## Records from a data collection
— START —

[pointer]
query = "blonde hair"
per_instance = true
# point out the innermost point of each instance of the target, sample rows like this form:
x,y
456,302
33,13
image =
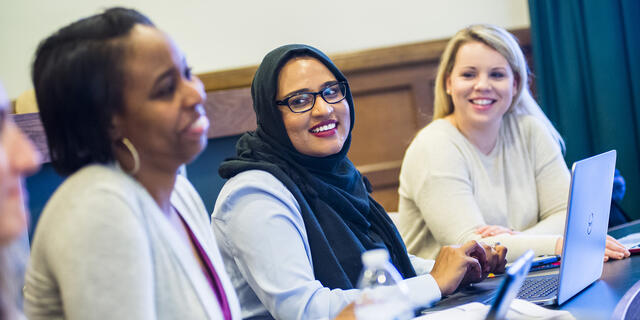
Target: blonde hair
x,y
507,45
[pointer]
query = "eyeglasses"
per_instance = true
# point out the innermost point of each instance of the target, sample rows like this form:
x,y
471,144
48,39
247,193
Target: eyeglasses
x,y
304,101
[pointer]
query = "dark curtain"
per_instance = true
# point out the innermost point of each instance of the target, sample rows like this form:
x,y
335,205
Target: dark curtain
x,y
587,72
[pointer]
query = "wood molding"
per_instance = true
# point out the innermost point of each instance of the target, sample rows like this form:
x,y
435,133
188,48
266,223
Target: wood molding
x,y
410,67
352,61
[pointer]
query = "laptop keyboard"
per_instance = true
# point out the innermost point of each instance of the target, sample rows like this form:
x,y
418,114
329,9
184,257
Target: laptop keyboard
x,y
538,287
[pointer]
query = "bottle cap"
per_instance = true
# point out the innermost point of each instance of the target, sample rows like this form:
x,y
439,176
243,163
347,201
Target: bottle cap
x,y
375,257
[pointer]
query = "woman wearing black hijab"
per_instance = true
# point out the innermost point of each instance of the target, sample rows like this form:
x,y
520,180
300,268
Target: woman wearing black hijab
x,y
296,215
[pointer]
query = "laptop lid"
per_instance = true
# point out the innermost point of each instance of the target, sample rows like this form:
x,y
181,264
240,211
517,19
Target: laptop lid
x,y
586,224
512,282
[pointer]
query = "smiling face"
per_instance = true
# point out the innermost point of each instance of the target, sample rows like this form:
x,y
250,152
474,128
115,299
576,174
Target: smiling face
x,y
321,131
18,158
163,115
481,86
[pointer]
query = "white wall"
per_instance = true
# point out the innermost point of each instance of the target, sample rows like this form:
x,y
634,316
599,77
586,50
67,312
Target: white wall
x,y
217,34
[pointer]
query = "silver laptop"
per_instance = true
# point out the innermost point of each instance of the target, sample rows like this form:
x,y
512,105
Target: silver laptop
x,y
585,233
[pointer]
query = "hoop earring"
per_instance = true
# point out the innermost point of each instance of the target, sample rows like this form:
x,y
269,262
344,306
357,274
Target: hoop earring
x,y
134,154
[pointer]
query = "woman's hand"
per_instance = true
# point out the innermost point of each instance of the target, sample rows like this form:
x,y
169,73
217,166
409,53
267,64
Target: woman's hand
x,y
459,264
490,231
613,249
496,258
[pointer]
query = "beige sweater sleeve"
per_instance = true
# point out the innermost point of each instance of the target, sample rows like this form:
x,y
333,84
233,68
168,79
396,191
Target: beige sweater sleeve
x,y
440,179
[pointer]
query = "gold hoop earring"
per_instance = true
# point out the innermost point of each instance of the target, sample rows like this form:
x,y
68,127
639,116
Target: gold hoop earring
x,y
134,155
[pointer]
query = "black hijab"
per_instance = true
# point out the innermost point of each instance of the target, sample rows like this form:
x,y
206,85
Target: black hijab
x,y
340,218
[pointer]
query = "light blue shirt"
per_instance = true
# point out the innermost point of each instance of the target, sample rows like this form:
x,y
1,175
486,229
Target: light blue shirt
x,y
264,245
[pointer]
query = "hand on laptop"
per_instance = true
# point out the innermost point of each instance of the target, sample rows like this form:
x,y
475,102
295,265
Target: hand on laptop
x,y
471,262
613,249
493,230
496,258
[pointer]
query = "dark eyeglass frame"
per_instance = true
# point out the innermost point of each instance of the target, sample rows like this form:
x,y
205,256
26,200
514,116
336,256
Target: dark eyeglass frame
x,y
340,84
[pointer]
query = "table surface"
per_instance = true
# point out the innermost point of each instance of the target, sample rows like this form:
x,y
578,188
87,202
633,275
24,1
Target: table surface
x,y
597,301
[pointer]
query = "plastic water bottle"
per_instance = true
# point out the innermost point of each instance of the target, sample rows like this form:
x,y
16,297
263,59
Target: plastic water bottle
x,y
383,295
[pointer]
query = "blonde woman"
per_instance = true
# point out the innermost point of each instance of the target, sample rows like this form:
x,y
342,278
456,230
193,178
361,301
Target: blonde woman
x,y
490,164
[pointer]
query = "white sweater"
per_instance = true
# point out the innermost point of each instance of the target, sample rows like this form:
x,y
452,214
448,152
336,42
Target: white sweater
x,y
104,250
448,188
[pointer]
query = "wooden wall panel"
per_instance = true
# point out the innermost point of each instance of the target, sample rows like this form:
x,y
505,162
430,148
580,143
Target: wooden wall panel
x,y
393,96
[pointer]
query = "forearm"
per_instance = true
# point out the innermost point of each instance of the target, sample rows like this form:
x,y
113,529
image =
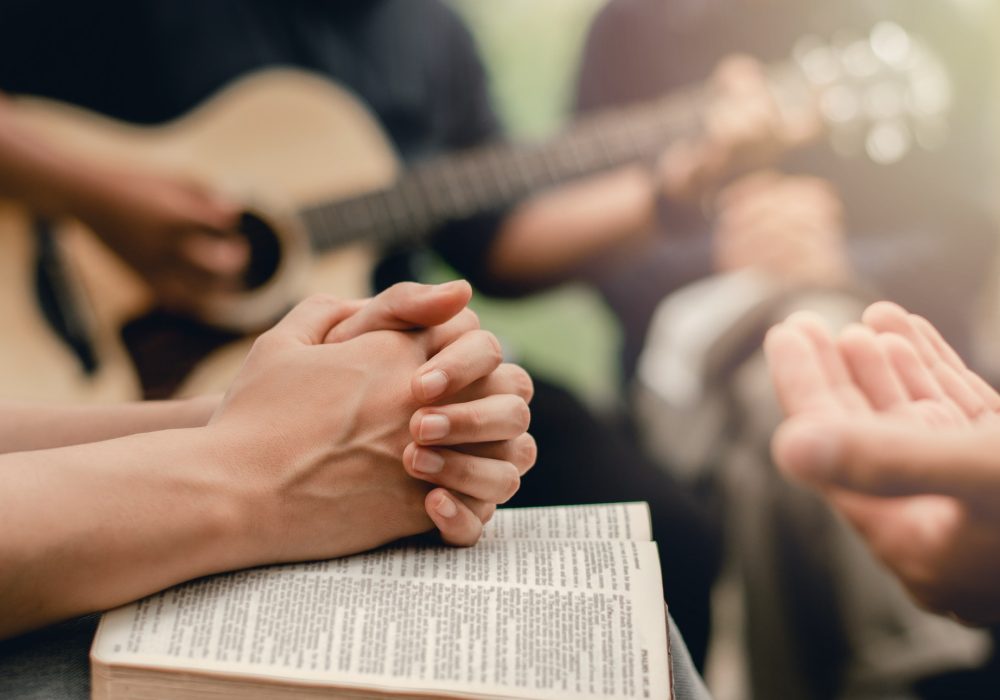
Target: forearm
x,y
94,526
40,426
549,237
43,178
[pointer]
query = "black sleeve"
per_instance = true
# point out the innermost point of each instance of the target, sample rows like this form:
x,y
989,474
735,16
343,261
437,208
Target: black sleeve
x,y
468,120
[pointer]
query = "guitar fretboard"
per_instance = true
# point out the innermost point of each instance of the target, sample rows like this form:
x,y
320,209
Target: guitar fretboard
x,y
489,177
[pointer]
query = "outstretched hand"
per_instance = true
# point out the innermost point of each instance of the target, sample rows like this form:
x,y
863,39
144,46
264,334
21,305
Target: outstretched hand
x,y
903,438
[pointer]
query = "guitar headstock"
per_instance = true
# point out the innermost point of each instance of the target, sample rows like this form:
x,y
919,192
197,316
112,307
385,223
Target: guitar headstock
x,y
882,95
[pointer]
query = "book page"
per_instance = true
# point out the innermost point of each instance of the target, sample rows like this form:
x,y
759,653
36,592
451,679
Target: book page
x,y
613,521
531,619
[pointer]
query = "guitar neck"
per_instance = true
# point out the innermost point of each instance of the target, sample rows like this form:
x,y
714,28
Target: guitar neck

— END —

## What to produce
Filter the entries above, keeping every line that contains the string "headstock". Case counts.

## Output below
query = "guitar headstock"
Target: guitar headstock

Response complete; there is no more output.